▶ _Exercise requirements_: Convert the data below into a JSON list of strings, one string per line and no entries for blank lines. Use only the lines from the line with "task | locate a point on every instance of the resort" up to and including the line with "x=873 y=194".

↓

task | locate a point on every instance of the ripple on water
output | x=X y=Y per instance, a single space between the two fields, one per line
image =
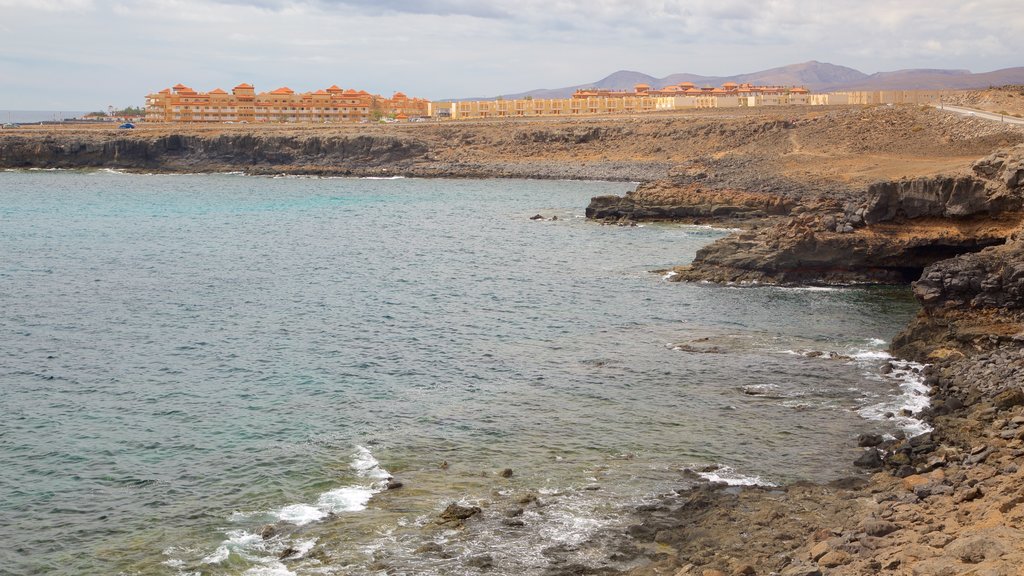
x=188 y=359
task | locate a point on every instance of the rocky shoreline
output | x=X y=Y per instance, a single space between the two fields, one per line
x=949 y=501
x=873 y=195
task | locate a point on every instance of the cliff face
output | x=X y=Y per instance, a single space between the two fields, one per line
x=898 y=230
x=182 y=152
x=665 y=201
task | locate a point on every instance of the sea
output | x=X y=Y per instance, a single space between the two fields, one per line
x=219 y=374
x=35 y=116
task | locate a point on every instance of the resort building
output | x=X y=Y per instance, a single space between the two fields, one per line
x=181 y=104
x=643 y=98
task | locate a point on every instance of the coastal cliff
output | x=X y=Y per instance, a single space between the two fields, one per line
x=889 y=237
x=846 y=196
x=949 y=501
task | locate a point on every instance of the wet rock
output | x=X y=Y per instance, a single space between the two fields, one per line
x=869 y=440
x=871 y=459
x=459 y=512
x=483 y=562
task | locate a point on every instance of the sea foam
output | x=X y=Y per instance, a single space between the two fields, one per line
x=728 y=476
x=343 y=499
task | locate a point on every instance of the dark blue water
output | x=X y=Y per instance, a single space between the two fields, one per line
x=184 y=360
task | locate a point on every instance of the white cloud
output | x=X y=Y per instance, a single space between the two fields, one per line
x=48 y=5
x=119 y=50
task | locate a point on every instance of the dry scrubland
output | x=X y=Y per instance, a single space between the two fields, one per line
x=873 y=194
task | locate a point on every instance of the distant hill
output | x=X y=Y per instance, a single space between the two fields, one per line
x=819 y=77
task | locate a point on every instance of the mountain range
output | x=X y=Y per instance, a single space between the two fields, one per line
x=818 y=77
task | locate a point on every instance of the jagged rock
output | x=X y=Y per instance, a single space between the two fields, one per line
x=870 y=459
x=459 y=512
x=666 y=201
x=869 y=440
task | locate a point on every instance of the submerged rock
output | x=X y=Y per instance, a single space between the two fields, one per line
x=459 y=512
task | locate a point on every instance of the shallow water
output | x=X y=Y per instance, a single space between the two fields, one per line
x=185 y=359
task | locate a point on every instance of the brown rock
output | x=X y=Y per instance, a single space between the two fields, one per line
x=878 y=528
x=819 y=549
x=834 y=559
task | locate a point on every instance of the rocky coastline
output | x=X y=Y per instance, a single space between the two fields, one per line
x=852 y=196
x=949 y=501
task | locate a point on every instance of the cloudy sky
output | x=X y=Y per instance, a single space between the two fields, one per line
x=86 y=54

↑

▶ _Complete response_:
[
  "task | locate a point on every instance of the resort building",
  "output | x=X y=Y per instance, a single space between the two fields, one per line",
  "x=181 y=104",
  "x=643 y=98",
  "task | locate a point on every instance of the coastal cliff",
  "output | x=X y=Y per instance, a single space between the two fields, one per line",
  "x=889 y=237",
  "x=846 y=196",
  "x=949 y=501",
  "task | locate a point on every instance of the wet rock",
  "output | x=X y=Y per instance, a single space between the two fields, one per line",
  "x=869 y=440",
  "x=871 y=459",
  "x=459 y=512",
  "x=483 y=562",
  "task | locate a point on every instance of the sea foam",
  "output | x=X y=Y per instance, a single space between the two fields, one per line",
  "x=728 y=476",
  "x=343 y=499",
  "task | locate a point on every instance of the dark blue water",
  "output | x=X y=Y per instance, a single space between the two fields, one per line",
  "x=184 y=360",
  "task | locate a point on every instance of the white cloud",
  "output | x=X y=Y per instance, a single space between the two fields, one per line",
  "x=48 y=5",
  "x=119 y=50",
  "task | locate a point on every instance of the dry scrubland",
  "output | x=X y=Y per instance, a single space between the two fields, one per line",
  "x=873 y=194"
]